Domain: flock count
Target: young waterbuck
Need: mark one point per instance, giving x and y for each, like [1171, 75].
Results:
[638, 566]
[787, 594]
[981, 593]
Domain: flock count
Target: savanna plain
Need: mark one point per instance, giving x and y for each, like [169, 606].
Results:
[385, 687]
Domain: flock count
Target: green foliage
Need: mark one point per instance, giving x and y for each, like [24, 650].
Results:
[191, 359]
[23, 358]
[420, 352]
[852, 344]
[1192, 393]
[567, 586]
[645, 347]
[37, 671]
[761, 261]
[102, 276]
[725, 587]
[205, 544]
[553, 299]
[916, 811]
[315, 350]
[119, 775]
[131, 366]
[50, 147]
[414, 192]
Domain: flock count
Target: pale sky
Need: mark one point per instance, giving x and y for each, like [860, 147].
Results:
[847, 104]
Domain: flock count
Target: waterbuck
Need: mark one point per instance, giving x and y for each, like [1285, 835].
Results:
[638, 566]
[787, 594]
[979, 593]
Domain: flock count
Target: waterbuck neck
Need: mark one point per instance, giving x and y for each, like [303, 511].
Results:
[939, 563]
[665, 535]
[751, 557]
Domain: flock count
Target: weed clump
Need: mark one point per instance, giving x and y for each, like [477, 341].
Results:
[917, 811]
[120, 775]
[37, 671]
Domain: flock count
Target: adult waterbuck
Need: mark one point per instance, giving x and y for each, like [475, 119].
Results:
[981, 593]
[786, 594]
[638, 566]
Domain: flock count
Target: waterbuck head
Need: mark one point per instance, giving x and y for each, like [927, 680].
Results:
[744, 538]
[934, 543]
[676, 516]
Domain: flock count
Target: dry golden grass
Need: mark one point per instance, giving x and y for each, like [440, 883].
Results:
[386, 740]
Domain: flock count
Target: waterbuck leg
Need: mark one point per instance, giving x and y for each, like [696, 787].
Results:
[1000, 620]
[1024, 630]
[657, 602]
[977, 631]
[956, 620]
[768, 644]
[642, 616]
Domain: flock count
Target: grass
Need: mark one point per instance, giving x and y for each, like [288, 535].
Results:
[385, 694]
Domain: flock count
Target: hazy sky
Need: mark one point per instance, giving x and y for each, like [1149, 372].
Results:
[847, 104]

++++++++++

• EXERCISE DETAILS:
Produce an exact copy of the entries above.

• RESULT:
Domain: flock count
Target: young waterbuck
Need: mark one point per instance, giving x and y for each, like [1171, 75].
Results:
[638, 566]
[787, 594]
[981, 593]
Domain: flock count
Target: savanna plain
Need: mark one point per instance, giving x and y for each, like [169, 606].
Results:
[385, 687]
Domain: flock count
Target: green foliage
Need: mark one point per instance, giving x and y for each, like [24, 650].
Results:
[191, 359]
[23, 358]
[420, 352]
[852, 344]
[1192, 393]
[567, 586]
[645, 347]
[37, 671]
[761, 261]
[102, 276]
[725, 587]
[205, 544]
[553, 299]
[916, 811]
[315, 350]
[119, 775]
[131, 366]
[50, 147]
[414, 192]
Domain: flock count
Target: pale sky
Need: mark one point per instance, giving x and y for each, like [860, 147].
Results:
[847, 104]
Domain: flock count
Target: waterbuck
Need: mark one point per instance, giving x and y for each, like [1285, 835].
Results:
[638, 566]
[787, 594]
[979, 593]
Domain: flock count
Target: waterbuck neck
Need: mark one point per instance, giving x and y for each, like [303, 511].
Results:
[939, 563]
[665, 535]
[751, 557]
Domain: flock count
Target: weed clump
Need: mark one point per instance, giving x and y for each, like [477, 341].
Results:
[917, 811]
[120, 775]
[37, 671]
Domain: flock count
Target: adult waterbuck
Need: mark one point per instance, giving x and y for each, like [475, 119].
Results:
[981, 593]
[786, 594]
[638, 566]
Domain: flock count
Target: waterbuck head
Need: mark one point per instance, giving x and y for each, like [927, 680].
Results:
[744, 538]
[934, 543]
[676, 516]
Domain: flock count
Target: dry golden grass
Need: mark one point per instance, giving x and y for each, like [440, 883].
Results:
[386, 740]
Domain: flock count
Target: waterbuck leg
Need: mark one point per instance, giving x and y for each, like [696, 787].
Results:
[1000, 620]
[1024, 630]
[657, 602]
[977, 631]
[956, 620]
[768, 644]
[642, 616]
Domain: flock count
Target: grass
Need: mark one point per instance, giving x and y for each, like [288, 535].
Results:
[385, 694]
Domain: flock count
Target: hazy sky
Need: mark one point per instance, giving x and y for each, like [1149, 372].
Results:
[847, 104]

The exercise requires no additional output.